From the line containing "Q: Outline the carport" to the end of the listing, write out every line exactly; leave out everything else.

[Detection examples]

★ ★ ★ ★ ★ ★ ★

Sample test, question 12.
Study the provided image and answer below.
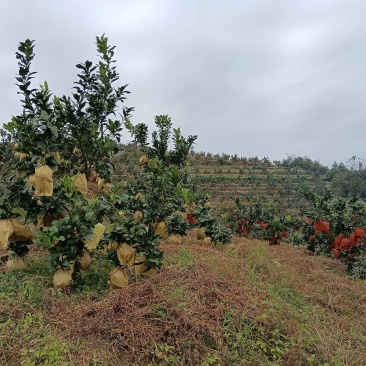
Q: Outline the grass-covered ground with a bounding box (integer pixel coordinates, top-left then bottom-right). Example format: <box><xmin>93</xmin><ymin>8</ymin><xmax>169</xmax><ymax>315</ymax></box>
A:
<box><xmin>0</xmin><ymin>235</ymin><xmax>366</xmax><ymax>366</ymax></box>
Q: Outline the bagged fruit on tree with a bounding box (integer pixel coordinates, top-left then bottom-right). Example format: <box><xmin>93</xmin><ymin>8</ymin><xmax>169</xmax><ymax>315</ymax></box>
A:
<box><xmin>72</xmin><ymin>174</ymin><xmax>88</xmax><ymax>196</ymax></box>
<box><xmin>197</xmin><ymin>227</ymin><xmax>206</xmax><ymax>240</ymax></box>
<box><xmin>138</xmin><ymin>155</ymin><xmax>149</xmax><ymax>166</ymax></box>
<box><xmin>35</xmin><ymin>165</ymin><xmax>53</xmax><ymax>196</ymax></box>
<box><xmin>117</xmin><ymin>243</ymin><xmax>136</xmax><ymax>268</ymax></box>
<box><xmin>28</xmin><ymin>174</ymin><xmax>36</xmax><ymax>189</ymax></box>
<box><xmin>109</xmin><ymin>267</ymin><xmax>128</xmax><ymax>288</ymax></box>
<box><xmin>0</xmin><ymin>220</ymin><xmax>13</xmax><ymax>248</ymax></box>
<box><xmin>153</xmin><ymin>221</ymin><xmax>167</xmax><ymax>236</ymax></box>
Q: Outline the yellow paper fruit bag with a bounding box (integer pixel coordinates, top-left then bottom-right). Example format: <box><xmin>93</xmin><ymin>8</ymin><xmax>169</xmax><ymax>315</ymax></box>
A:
<box><xmin>0</xmin><ymin>220</ymin><xmax>13</xmax><ymax>248</ymax></box>
<box><xmin>35</xmin><ymin>165</ymin><xmax>53</xmax><ymax>196</ymax></box>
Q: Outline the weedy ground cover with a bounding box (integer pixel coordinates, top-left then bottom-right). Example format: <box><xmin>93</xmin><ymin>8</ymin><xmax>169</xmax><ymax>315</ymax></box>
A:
<box><xmin>0</xmin><ymin>236</ymin><xmax>366</xmax><ymax>365</ymax></box>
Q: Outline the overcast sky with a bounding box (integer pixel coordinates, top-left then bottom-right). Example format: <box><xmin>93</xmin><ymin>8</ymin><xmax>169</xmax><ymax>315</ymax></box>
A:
<box><xmin>0</xmin><ymin>0</ymin><xmax>366</xmax><ymax>165</ymax></box>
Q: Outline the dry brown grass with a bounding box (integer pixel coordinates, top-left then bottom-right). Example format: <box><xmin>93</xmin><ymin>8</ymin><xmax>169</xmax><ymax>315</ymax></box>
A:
<box><xmin>1</xmin><ymin>237</ymin><xmax>366</xmax><ymax>366</ymax></box>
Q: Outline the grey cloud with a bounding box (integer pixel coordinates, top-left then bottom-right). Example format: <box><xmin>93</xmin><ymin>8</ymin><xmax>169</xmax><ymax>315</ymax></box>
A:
<box><xmin>0</xmin><ymin>0</ymin><xmax>366</xmax><ymax>164</ymax></box>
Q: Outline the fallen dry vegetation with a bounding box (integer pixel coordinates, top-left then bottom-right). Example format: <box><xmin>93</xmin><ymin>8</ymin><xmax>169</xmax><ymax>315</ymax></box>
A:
<box><xmin>0</xmin><ymin>236</ymin><xmax>366</xmax><ymax>365</ymax></box>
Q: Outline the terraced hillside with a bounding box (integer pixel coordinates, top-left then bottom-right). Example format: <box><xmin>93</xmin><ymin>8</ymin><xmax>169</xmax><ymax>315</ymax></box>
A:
<box><xmin>114</xmin><ymin>146</ymin><xmax>331</xmax><ymax>212</ymax></box>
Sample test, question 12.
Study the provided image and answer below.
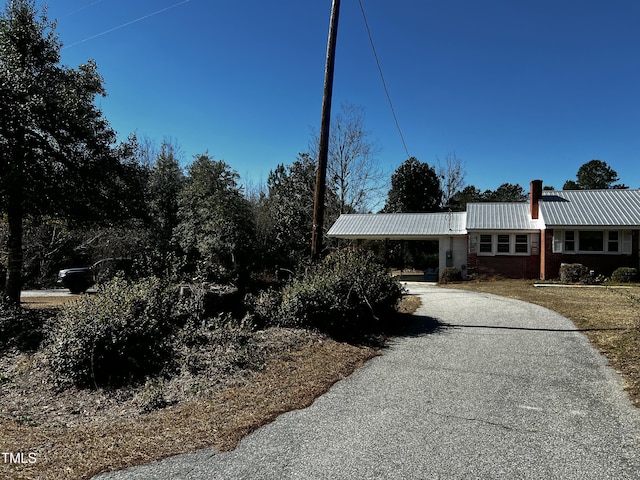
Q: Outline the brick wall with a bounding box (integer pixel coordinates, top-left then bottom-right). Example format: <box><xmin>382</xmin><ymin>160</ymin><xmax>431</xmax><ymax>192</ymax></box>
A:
<box><xmin>544</xmin><ymin>229</ymin><xmax>640</xmax><ymax>279</ymax></box>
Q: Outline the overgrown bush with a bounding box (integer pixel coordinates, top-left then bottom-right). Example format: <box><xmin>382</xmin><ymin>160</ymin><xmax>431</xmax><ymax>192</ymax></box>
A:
<box><xmin>560</xmin><ymin>263</ymin><xmax>592</xmax><ymax>283</ymax></box>
<box><xmin>279</xmin><ymin>250</ymin><xmax>402</xmax><ymax>334</ymax></box>
<box><xmin>611</xmin><ymin>267</ymin><xmax>638</xmax><ymax>283</ymax></box>
<box><xmin>245</xmin><ymin>288</ymin><xmax>282</xmax><ymax>326</ymax></box>
<box><xmin>178</xmin><ymin>315</ymin><xmax>264</xmax><ymax>380</ymax></box>
<box><xmin>47</xmin><ymin>277</ymin><xmax>175</xmax><ymax>387</ymax></box>
<box><xmin>0</xmin><ymin>297</ymin><xmax>51</xmax><ymax>352</ymax></box>
<box><xmin>440</xmin><ymin>267</ymin><xmax>462</xmax><ymax>283</ymax></box>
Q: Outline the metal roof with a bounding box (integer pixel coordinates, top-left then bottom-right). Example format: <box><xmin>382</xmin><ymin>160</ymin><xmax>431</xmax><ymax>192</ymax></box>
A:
<box><xmin>467</xmin><ymin>202</ymin><xmax>542</xmax><ymax>230</ymax></box>
<box><xmin>540</xmin><ymin>189</ymin><xmax>640</xmax><ymax>227</ymax></box>
<box><xmin>327</xmin><ymin>212</ymin><xmax>467</xmax><ymax>239</ymax></box>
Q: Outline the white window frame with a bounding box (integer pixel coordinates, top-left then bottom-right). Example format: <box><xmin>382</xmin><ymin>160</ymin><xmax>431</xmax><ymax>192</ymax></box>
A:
<box><xmin>552</xmin><ymin>228</ymin><xmax>633</xmax><ymax>255</ymax></box>
<box><xmin>477</xmin><ymin>232</ymin><xmax>533</xmax><ymax>257</ymax></box>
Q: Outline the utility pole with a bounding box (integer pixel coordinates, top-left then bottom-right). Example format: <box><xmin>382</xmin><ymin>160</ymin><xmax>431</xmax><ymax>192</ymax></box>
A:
<box><xmin>311</xmin><ymin>0</ymin><xmax>340</xmax><ymax>260</ymax></box>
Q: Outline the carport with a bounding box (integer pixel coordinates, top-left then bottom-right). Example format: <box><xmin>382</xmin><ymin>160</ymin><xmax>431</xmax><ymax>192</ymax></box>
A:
<box><xmin>327</xmin><ymin>212</ymin><xmax>467</xmax><ymax>277</ymax></box>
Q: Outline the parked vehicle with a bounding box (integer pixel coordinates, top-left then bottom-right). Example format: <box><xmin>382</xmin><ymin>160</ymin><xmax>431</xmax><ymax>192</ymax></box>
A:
<box><xmin>58</xmin><ymin>267</ymin><xmax>96</xmax><ymax>293</ymax></box>
<box><xmin>57</xmin><ymin>258</ymin><xmax>133</xmax><ymax>294</ymax></box>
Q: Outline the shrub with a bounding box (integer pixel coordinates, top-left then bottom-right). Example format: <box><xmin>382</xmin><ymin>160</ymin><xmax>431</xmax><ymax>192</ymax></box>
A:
<box><xmin>611</xmin><ymin>267</ymin><xmax>638</xmax><ymax>283</ymax></box>
<box><xmin>440</xmin><ymin>267</ymin><xmax>462</xmax><ymax>283</ymax></box>
<box><xmin>178</xmin><ymin>315</ymin><xmax>264</xmax><ymax>379</ymax></box>
<box><xmin>279</xmin><ymin>250</ymin><xmax>402</xmax><ymax>333</ymax></box>
<box><xmin>560</xmin><ymin>263</ymin><xmax>592</xmax><ymax>283</ymax></box>
<box><xmin>47</xmin><ymin>277</ymin><xmax>174</xmax><ymax>387</ymax></box>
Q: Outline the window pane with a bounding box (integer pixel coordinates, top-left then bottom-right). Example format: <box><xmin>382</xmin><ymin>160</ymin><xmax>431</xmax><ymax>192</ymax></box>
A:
<box><xmin>480</xmin><ymin>235</ymin><xmax>492</xmax><ymax>253</ymax></box>
<box><xmin>578</xmin><ymin>230</ymin><xmax>604</xmax><ymax>252</ymax></box>
<box><xmin>607</xmin><ymin>231</ymin><xmax>618</xmax><ymax>252</ymax></box>
<box><xmin>516</xmin><ymin>235</ymin><xmax>529</xmax><ymax>253</ymax></box>
<box><xmin>498</xmin><ymin>243</ymin><xmax>509</xmax><ymax>253</ymax></box>
<box><xmin>564</xmin><ymin>230</ymin><xmax>576</xmax><ymax>252</ymax></box>
<box><xmin>498</xmin><ymin>234</ymin><xmax>509</xmax><ymax>253</ymax></box>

★ ★ ★ ★ ★ ★ ★

▶ _Task solution_
Q: Outline the carport with a bounding box (integer pixel coordinates, top-left then bottom-right). Example format: <box><xmin>382</xmin><ymin>160</ymin><xmax>431</xmax><ymax>192</ymax></box>
A:
<box><xmin>327</xmin><ymin>212</ymin><xmax>467</xmax><ymax>277</ymax></box>
Q: Outline the parked vehicle with a bounding box (integer pixel coordinates, top-left then bottom-right). Example format: <box><xmin>382</xmin><ymin>160</ymin><xmax>431</xmax><ymax>192</ymax></box>
A:
<box><xmin>58</xmin><ymin>267</ymin><xmax>96</xmax><ymax>293</ymax></box>
<box><xmin>57</xmin><ymin>258</ymin><xmax>133</xmax><ymax>294</ymax></box>
Q: Outline the shrub with a bounding box (integer pixel coordinates, top-left then bottom-right). Example format: <box><xmin>382</xmin><ymin>160</ymin><xmax>431</xmax><ymax>192</ymax></box>
A:
<box><xmin>611</xmin><ymin>267</ymin><xmax>638</xmax><ymax>283</ymax></box>
<box><xmin>440</xmin><ymin>267</ymin><xmax>462</xmax><ymax>283</ymax></box>
<box><xmin>178</xmin><ymin>315</ymin><xmax>264</xmax><ymax>379</ymax></box>
<box><xmin>279</xmin><ymin>250</ymin><xmax>402</xmax><ymax>333</ymax></box>
<box><xmin>560</xmin><ymin>263</ymin><xmax>592</xmax><ymax>283</ymax></box>
<box><xmin>47</xmin><ymin>277</ymin><xmax>174</xmax><ymax>387</ymax></box>
Q: Outline the window pane with a bounding box (integer pixel coordinates, top-left then bottom-right). Example format: <box><xmin>382</xmin><ymin>160</ymin><xmax>431</xmax><ymax>192</ymax></box>
A:
<box><xmin>480</xmin><ymin>235</ymin><xmax>492</xmax><ymax>253</ymax></box>
<box><xmin>578</xmin><ymin>230</ymin><xmax>604</xmax><ymax>252</ymax></box>
<box><xmin>607</xmin><ymin>231</ymin><xmax>618</xmax><ymax>252</ymax></box>
<box><xmin>516</xmin><ymin>235</ymin><xmax>529</xmax><ymax>253</ymax></box>
<box><xmin>498</xmin><ymin>243</ymin><xmax>509</xmax><ymax>253</ymax></box>
<box><xmin>564</xmin><ymin>230</ymin><xmax>576</xmax><ymax>252</ymax></box>
<box><xmin>498</xmin><ymin>234</ymin><xmax>509</xmax><ymax>253</ymax></box>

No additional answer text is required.